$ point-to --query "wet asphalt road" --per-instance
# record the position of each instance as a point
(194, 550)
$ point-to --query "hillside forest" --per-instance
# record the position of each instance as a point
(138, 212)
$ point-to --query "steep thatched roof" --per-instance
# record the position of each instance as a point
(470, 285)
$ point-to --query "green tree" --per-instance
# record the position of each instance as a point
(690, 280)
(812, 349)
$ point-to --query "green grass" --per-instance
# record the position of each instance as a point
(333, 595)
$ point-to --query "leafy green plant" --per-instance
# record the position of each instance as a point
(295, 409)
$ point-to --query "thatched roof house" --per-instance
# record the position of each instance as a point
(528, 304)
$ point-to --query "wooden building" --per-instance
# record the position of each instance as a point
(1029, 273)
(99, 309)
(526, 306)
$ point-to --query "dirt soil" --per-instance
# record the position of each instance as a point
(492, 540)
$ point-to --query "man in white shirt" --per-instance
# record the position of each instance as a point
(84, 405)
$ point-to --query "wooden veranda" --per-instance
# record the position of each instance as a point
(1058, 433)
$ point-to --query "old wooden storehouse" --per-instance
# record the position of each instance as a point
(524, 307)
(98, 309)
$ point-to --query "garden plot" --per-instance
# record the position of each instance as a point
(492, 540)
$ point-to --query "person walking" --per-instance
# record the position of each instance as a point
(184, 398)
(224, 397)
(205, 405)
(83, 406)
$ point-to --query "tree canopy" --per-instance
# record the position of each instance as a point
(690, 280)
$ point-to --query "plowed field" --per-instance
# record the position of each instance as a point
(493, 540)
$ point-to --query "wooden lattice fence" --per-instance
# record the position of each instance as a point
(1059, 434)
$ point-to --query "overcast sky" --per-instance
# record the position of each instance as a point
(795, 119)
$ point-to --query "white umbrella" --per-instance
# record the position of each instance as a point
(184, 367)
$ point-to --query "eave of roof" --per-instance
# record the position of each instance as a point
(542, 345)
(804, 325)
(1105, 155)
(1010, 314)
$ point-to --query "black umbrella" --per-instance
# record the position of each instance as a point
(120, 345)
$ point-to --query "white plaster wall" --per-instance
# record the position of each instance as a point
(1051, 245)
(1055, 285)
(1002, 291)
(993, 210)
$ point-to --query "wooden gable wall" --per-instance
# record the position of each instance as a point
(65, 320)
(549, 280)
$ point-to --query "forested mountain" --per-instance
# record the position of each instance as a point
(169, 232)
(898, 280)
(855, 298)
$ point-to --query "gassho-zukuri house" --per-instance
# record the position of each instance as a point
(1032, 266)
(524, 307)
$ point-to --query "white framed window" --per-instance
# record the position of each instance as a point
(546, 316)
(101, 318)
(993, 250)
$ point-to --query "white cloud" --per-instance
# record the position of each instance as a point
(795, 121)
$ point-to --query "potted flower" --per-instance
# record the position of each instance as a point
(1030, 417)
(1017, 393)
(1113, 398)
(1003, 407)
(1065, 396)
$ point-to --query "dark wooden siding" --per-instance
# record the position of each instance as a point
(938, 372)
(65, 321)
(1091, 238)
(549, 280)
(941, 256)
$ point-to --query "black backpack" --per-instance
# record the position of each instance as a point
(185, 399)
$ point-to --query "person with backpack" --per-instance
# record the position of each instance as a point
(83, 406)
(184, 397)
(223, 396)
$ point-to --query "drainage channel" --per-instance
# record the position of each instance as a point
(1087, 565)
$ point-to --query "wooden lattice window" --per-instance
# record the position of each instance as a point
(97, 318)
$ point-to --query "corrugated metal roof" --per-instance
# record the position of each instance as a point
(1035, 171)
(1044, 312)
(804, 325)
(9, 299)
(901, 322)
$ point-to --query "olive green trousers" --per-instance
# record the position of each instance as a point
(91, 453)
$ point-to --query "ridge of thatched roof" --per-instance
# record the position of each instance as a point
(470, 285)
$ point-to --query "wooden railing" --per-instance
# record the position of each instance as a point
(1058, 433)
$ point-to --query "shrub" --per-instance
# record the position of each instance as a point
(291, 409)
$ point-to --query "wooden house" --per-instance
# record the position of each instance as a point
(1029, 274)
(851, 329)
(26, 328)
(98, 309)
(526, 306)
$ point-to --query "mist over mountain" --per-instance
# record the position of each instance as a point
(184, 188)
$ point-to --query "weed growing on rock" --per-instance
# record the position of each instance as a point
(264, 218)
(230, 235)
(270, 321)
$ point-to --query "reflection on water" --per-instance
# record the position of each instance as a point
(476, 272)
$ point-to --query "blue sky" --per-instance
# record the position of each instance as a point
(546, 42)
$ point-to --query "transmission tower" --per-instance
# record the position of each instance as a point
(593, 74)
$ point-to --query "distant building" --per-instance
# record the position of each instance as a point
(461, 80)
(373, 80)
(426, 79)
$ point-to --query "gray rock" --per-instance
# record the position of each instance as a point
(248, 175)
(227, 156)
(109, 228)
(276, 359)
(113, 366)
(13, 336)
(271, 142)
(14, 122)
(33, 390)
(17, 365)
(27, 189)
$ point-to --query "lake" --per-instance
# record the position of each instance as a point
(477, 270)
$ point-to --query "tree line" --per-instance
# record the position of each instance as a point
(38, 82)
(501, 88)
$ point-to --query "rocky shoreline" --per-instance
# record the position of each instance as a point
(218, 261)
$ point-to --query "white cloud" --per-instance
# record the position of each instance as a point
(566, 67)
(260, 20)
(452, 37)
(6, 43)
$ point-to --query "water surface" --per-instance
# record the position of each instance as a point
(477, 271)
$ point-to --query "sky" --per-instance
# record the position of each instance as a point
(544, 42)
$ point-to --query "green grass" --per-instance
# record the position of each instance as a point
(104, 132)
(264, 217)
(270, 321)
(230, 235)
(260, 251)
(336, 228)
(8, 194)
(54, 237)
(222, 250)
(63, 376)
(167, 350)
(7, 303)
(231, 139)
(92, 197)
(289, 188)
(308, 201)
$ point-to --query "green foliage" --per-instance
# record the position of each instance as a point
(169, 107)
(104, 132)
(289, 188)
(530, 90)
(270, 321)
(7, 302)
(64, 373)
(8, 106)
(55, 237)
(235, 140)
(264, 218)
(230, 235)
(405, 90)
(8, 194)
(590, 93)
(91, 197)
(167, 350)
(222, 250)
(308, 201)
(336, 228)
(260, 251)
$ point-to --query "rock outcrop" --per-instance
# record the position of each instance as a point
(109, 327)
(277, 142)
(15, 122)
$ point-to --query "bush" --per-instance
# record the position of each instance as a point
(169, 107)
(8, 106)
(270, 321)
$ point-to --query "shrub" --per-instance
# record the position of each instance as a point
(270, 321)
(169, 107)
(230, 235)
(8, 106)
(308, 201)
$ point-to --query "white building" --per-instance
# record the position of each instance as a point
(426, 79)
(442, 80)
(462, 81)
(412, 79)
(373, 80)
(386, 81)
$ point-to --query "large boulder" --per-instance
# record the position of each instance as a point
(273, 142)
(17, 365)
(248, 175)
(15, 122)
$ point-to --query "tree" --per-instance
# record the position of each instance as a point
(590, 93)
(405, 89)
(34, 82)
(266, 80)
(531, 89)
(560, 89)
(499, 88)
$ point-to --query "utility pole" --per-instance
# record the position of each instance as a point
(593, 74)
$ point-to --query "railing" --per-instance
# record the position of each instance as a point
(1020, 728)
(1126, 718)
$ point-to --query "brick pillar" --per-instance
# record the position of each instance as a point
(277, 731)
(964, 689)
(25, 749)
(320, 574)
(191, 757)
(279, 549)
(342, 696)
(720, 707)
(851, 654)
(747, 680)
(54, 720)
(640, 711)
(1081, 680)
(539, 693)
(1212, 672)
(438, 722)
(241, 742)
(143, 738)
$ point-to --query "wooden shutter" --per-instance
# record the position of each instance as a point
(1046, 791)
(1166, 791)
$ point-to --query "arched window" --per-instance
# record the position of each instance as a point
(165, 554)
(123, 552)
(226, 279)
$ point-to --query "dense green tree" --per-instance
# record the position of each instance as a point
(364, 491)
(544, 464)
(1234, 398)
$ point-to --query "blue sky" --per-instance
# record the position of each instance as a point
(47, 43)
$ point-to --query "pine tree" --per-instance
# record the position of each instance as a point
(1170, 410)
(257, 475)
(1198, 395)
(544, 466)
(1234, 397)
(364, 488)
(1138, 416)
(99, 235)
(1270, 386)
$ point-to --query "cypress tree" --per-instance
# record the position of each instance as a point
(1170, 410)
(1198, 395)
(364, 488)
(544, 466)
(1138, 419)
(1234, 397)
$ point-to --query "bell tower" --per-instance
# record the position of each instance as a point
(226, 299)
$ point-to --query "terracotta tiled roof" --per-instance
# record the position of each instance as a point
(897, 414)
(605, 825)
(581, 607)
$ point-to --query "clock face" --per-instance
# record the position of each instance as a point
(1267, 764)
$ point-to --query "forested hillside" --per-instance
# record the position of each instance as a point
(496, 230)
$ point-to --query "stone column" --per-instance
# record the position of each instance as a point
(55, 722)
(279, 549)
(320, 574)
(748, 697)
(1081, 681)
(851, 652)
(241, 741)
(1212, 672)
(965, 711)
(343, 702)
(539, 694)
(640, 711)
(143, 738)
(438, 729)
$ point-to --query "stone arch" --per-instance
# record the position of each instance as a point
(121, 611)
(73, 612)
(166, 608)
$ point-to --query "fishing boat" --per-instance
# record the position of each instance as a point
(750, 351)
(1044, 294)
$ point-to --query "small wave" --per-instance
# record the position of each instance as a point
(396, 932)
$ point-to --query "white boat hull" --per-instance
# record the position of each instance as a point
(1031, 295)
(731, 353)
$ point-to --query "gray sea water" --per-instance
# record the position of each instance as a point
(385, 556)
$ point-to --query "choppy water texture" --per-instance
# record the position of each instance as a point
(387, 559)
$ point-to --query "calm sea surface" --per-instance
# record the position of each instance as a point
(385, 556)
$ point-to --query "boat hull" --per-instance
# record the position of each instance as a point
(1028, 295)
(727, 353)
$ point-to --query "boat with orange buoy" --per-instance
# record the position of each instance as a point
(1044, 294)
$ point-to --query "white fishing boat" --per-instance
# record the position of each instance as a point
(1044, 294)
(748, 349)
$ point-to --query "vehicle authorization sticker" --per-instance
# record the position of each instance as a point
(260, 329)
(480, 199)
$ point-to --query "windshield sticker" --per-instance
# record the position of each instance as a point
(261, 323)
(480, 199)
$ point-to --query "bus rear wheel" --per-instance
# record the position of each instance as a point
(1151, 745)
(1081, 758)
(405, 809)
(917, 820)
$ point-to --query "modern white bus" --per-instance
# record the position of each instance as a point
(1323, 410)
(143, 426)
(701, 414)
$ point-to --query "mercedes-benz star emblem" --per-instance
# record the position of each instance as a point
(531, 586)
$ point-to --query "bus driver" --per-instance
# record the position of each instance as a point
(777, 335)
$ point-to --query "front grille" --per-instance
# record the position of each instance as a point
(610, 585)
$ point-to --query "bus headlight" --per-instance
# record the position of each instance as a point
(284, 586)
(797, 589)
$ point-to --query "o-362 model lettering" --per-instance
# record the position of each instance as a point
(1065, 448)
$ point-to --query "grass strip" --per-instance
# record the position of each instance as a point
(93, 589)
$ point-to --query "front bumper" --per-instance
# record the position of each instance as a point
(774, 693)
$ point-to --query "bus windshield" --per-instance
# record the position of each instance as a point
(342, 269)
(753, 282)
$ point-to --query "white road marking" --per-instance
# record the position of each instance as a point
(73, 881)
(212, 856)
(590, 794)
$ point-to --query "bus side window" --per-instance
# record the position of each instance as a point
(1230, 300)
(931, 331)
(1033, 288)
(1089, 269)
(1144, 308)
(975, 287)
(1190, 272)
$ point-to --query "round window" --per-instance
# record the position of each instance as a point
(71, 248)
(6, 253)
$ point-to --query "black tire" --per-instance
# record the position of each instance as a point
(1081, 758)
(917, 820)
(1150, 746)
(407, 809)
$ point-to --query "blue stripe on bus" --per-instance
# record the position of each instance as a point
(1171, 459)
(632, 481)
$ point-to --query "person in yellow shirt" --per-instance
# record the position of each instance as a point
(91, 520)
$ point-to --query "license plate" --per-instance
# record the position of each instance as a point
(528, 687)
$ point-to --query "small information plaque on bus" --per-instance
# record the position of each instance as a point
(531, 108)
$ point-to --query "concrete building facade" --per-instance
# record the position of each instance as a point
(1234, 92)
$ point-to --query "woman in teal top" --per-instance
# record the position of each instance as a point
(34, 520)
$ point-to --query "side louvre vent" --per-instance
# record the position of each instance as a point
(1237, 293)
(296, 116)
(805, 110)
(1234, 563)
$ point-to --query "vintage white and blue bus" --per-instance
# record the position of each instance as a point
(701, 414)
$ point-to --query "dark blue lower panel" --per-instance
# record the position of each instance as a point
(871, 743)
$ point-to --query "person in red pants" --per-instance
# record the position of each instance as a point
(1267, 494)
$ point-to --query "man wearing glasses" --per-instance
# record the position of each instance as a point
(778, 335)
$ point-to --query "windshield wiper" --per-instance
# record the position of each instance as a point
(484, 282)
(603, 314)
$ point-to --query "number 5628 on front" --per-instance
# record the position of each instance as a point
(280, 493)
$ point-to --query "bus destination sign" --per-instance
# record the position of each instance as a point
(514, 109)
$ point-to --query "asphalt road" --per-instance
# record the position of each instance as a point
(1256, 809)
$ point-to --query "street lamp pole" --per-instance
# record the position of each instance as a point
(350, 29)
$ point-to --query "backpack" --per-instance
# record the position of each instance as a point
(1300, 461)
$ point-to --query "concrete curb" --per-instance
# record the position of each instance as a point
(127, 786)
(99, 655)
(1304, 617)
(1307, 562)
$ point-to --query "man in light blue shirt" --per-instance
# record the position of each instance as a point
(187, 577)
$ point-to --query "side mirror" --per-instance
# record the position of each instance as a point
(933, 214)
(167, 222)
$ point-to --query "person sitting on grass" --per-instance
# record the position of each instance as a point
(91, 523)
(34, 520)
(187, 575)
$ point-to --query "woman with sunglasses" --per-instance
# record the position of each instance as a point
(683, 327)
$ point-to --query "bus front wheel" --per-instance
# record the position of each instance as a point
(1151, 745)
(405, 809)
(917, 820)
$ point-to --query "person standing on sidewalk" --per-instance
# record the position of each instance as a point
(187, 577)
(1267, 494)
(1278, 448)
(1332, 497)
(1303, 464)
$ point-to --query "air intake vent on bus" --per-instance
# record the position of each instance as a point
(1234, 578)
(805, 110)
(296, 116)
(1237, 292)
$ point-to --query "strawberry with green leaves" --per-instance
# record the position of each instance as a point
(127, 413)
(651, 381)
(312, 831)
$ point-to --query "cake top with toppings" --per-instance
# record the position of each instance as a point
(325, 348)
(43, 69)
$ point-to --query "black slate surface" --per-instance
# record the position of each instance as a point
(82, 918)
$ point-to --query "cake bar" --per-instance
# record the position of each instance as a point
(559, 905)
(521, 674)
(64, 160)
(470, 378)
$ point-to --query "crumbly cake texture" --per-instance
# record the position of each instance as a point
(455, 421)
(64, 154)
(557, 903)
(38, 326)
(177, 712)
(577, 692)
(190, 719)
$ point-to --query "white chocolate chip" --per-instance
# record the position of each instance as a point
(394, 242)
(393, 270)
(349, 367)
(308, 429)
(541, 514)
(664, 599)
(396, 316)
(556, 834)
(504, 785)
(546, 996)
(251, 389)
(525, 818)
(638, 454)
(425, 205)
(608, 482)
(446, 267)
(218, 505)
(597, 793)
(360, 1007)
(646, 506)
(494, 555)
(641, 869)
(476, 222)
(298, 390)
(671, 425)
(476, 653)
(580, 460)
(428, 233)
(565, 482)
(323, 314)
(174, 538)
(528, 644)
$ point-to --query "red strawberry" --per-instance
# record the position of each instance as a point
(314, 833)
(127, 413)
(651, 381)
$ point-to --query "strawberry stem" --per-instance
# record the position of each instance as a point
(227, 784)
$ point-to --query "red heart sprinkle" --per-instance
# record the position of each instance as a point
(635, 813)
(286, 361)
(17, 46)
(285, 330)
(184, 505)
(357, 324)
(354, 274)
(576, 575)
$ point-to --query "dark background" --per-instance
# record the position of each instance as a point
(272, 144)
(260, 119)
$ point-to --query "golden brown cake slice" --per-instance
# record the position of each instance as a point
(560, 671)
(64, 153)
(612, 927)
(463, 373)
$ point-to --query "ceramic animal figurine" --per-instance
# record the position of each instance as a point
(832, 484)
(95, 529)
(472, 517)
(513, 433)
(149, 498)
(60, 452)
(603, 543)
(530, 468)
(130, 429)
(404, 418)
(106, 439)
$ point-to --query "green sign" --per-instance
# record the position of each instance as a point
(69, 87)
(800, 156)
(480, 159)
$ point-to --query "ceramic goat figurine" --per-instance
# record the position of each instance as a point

───

(Task prompt) Which lines in the records above contain the string "cake"? Pull out every one of them and copy it, matching case exactly.

(Task result)
$ point-to --query "cake top with toppings" --per-instance
$ point-to --query "cake bar" --per-instance
$ point-to --query "crumbly cake texture" --per-instance
$ point-to --query "golden brown cake slice" --per-instance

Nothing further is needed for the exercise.